>>>>>

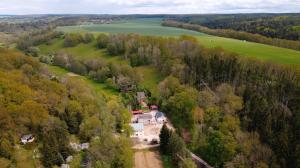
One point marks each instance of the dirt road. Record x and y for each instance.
(147, 159)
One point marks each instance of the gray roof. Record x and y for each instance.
(159, 114)
(137, 126)
(145, 116)
(25, 137)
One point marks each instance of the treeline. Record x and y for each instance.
(282, 26)
(241, 35)
(233, 94)
(33, 101)
(172, 145)
(28, 42)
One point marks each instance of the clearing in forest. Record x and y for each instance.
(152, 26)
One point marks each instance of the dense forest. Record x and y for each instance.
(232, 111)
(241, 35)
(57, 111)
(283, 26)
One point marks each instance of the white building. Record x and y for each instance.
(138, 130)
(160, 117)
(145, 119)
(27, 139)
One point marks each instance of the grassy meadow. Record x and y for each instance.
(154, 27)
(150, 76)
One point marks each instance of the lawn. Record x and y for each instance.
(153, 27)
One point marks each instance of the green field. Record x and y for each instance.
(139, 26)
(97, 87)
(153, 27)
(150, 76)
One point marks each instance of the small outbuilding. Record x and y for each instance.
(153, 107)
(138, 129)
(160, 117)
(27, 139)
(135, 112)
(145, 119)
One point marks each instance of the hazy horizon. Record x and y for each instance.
(118, 7)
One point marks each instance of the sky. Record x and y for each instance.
(20, 7)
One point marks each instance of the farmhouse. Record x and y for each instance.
(145, 119)
(160, 118)
(153, 107)
(138, 130)
(135, 112)
(27, 139)
(141, 96)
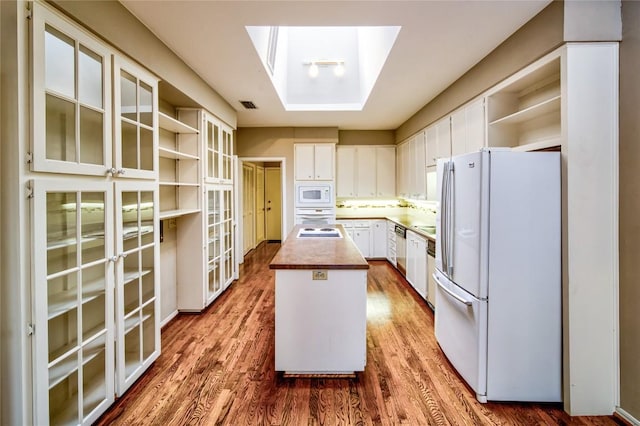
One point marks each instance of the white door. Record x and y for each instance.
(467, 198)
(248, 205)
(260, 209)
(461, 332)
(273, 195)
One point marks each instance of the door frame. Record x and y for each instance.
(238, 196)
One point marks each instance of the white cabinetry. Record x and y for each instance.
(468, 128)
(525, 113)
(94, 225)
(314, 161)
(417, 263)
(346, 183)
(378, 239)
(411, 167)
(391, 242)
(365, 171)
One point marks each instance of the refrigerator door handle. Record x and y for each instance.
(450, 293)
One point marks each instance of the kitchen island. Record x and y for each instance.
(320, 304)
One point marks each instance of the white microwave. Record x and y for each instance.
(314, 194)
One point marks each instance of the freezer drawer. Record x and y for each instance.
(461, 332)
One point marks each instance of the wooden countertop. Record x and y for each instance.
(318, 253)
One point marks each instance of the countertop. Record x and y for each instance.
(405, 220)
(318, 253)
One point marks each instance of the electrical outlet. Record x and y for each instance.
(320, 274)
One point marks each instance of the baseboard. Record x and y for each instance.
(168, 319)
(623, 415)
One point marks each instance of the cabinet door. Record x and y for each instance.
(227, 154)
(71, 98)
(214, 243)
(228, 272)
(379, 239)
(443, 131)
(475, 123)
(136, 121)
(362, 238)
(304, 158)
(137, 280)
(345, 171)
(420, 272)
(213, 141)
(419, 165)
(458, 132)
(366, 172)
(324, 159)
(386, 171)
(73, 281)
(431, 135)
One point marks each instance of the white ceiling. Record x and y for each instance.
(438, 42)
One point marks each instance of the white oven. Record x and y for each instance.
(315, 216)
(314, 194)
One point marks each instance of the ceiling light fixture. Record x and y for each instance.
(314, 66)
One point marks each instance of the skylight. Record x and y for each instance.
(323, 68)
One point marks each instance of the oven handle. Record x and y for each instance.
(450, 293)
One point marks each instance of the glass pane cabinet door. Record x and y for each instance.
(136, 121)
(214, 247)
(214, 148)
(137, 319)
(73, 270)
(71, 98)
(227, 153)
(227, 233)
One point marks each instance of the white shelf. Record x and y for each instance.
(195, 185)
(526, 114)
(65, 301)
(175, 155)
(168, 214)
(171, 124)
(534, 146)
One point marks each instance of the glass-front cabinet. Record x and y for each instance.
(71, 98)
(137, 281)
(219, 151)
(219, 240)
(136, 121)
(73, 275)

<<<<<

● DIRECTIONS FOR THIS TASK: Transcribe the complete set of entries verbatim. No pictures belong in the copy.

● RESPONSE FOR THIS EXERCISE:
One point marks each instance of the dirt road. Record x and y for each instance.
(147, 159)
One point marks each instance of the gray roof. Record x and y for each instance.
(159, 114)
(137, 126)
(145, 116)
(25, 137)
One point marks each instance of the treeline. Record x and y for each instance.
(282, 26)
(241, 35)
(233, 94)
(33, 101)
(172, 145)
(28, 42)
One point marks each instance of the clearing in forest. Record x and y for each instance.
(152, 26)
One point marks each instance of the dense forest. Record x and y for each instance.
(232, 111)
(241, 35)
(57, 111)
(283, 26)
One point marks each instance of the white building. Record x and y for each instance.
(138, 130)
(160, 117)
(145, 119)
(27, 139)
One point marks each instance of the grassy meadow. Record x and y for each instance.
(154, 27)
(150, 76)
One point marks each instance of the lawn. Record x and y for each instance.
(153, 27)
One point marks each instance of the green field. Record x and y for each instance.
(139, 26)
(97, 87)
(153, 27)
(150, 76)
One point marks each instance of the small outbuilding. Record x and y for each instance.
(153, 107)
(138, 129)
(160, 117)
(27, 139)
(135, 112)
(145, 119)
One point marks each instance of the hazy horizon. Record x and y for each instance.
(118, 7)
One point marks each instance of the sky. Record x and y for each instance.
(20, 7)
One point marks each instance of the farmhouse. Record x and y for each instance.
(145, 119)
(160, 118)
(153, 107)
(138, 130)
(135, 112)
(27, 139)
(141, 96)
One point marks each instance of the white door. Record x and y for each instance.
(467, 198)
(248, 205)
(260, 209)
(461, 332)
(273, 195)
One point marks each instance of the door frame. Record x and y for each instance.
(238, 196)
One point marks each instance of the white cabinetry. Record x and y for each instance.
(468, 128)
(525, 113)
(94, 225)
(314, 161)
(417, 263)
(346, 183)
(378, 239)
(411, 167)
(391, 242)
(365, 171)
One point marks each instance of the refrigerator door handle. Record x and y for each instance.
(450, 293)
One point marks each instance of the kitchen island. Record x and y for each instance.
(320, 304)
One point marks each instance of the white microwave. Record x and y for each instance.
(314, 194)
One point marks each instance of the freezer drawer. Record x and y for each instance.
(461, 332)
One point marks each instance of the wooden countertop. Record x and y for each instance.
(318, 253)
One point marks each instance of the countertop. Record x and y for each instance.
(405, 220)
(318, 253)
One point marks each instance of the electrical outlet. Record x and y for each instance.
(320, 274)
One point marks each instance of the baseboard. Record x and y for each instance.
(168, 319)
(623, 415)
One point marks each instance of the cabinet door. Record x and y for each instance.
(227, 154)
(71, 98)
(214, 243)
(228, 272)
(379, 239)
(443, 131)
(475, 123)
(136, 121)
(362, 238)
(304, 158)
(137, 280)
(345, 171)
(420, 272)
(213, 141)
(419, 165)
(458, 132)
(366, 172)
(324, 159)
(386, 171)
(73, 281)
(431, 135)
One point marks each instance of the white ceiling. Record x and y for each instance.
(438, 42)
One point marks each instance of the white oven. Record x and y for each instance.
(315, 216)
(314, 194)
One point marks each instance of the ceiling light fixture. Record x and y for each instance.
(314, 66)
One point marks each instance of the skylight. Record x and y for each instance.
(323, 68)
One point marks each instance of the oven handle. Record x and y for each instance.
(450, 293)
One point marks each instance of the glass pane cabinet door. Record x and y for each instance.
(136, 121)
(214, 247)
(214, 148)
(137, 319)
(73, 270)
(71, 98)
(227, 153)
(227, 233)
One point marks each instance of the white shelf. Record x and y for each instance.
(195, 185)
(526, 114)
(65, 301)
(175, 155)
(168, 214)
(171, 124)
(534, 146)
One point marks each instance of the glass-front cabinet. Record x and y for each instance.
(71, 98)
(137, 281)
(219, 151)
(219, 240)
(136, 121)
(73, 275)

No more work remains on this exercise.